**What to do**
In the data, switch "glare on sea surface" to "sunlight reflected on the water" and write out the lines from the line with "of the **glare" up to and including the line with "Query: **glare on sea surface**", changing nothing else.

■ ■ ■ ■ ■ ■ ■

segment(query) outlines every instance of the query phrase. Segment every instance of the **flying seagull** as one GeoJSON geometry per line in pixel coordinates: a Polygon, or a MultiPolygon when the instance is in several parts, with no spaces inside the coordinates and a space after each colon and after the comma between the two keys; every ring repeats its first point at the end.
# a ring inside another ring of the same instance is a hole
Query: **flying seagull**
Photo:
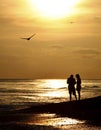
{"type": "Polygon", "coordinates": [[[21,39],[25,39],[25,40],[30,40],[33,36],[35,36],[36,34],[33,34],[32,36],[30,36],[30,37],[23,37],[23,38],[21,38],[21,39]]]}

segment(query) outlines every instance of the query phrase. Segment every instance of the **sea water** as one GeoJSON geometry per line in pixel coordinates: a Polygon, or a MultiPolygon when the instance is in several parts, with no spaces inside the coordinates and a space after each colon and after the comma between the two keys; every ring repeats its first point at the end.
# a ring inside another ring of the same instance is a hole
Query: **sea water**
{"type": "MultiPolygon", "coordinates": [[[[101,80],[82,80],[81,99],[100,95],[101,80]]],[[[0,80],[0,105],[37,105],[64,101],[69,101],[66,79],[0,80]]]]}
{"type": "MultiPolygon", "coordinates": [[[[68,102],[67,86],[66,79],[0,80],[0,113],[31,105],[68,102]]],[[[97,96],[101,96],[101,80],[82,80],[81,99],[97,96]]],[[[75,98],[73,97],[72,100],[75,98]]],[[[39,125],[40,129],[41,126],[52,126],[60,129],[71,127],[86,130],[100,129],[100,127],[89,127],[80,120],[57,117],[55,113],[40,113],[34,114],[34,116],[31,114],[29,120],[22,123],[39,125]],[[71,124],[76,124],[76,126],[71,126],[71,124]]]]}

■ ■ ■ ■ ■ ■ ■

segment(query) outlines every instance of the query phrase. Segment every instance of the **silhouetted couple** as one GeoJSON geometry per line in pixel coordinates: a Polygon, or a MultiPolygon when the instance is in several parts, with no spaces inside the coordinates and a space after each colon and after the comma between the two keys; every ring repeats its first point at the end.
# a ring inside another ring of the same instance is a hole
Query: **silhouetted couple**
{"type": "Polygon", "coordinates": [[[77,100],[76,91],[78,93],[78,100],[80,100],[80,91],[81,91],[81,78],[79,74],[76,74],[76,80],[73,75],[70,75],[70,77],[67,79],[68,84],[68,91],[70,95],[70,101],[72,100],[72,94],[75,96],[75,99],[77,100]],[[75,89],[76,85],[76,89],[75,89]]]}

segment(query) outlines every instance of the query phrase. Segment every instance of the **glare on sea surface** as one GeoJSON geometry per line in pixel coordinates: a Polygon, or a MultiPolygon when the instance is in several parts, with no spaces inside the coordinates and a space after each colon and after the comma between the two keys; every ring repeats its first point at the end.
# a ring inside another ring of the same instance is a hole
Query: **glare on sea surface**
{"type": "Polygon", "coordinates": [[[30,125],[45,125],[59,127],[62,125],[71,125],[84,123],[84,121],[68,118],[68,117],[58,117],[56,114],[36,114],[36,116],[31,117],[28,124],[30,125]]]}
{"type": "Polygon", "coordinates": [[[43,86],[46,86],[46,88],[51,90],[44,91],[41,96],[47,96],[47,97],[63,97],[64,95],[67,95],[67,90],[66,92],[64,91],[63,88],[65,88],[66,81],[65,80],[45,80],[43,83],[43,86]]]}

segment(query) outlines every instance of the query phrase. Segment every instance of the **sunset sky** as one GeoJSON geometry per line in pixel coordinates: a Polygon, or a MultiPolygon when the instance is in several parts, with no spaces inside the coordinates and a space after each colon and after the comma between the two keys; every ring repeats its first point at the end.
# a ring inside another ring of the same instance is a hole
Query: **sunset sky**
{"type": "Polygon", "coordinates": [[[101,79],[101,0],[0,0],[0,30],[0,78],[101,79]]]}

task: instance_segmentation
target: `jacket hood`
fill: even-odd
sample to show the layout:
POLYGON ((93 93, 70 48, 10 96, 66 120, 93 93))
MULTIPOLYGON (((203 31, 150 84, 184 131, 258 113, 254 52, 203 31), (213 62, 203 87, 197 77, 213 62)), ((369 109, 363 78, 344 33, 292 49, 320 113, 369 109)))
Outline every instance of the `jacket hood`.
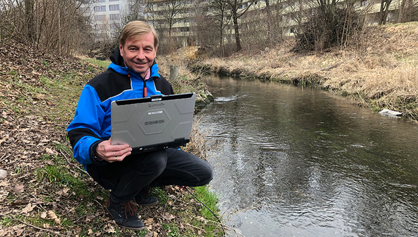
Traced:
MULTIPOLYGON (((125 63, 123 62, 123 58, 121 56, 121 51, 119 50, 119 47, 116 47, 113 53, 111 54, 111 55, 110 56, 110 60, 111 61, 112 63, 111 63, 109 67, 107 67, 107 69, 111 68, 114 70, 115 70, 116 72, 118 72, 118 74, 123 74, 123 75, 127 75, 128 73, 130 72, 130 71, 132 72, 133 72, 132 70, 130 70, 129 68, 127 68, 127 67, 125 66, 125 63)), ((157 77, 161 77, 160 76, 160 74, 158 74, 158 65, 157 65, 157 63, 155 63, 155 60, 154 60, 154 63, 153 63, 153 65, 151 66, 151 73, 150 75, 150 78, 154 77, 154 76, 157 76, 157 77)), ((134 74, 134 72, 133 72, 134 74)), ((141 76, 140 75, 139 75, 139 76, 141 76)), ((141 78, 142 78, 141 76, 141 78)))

■ ■ ■ ■ ■ ■ ■

**Exercise solution**
segment(query) outlines every instance of the query phrase. Segment every instance of the **sunlight reflected on the water** as one GeoJSON geometry per line in pixel coordinates: a Polygon, or a MultiPolygon when the instance is in several parts, with no spaces inside the coordinates and a space after each colon and after the comma between the two keys; every ring repeats its first point at the end.
# a ring inside another ring of the same instance is a hole
Query: **sunlight reflected on the water**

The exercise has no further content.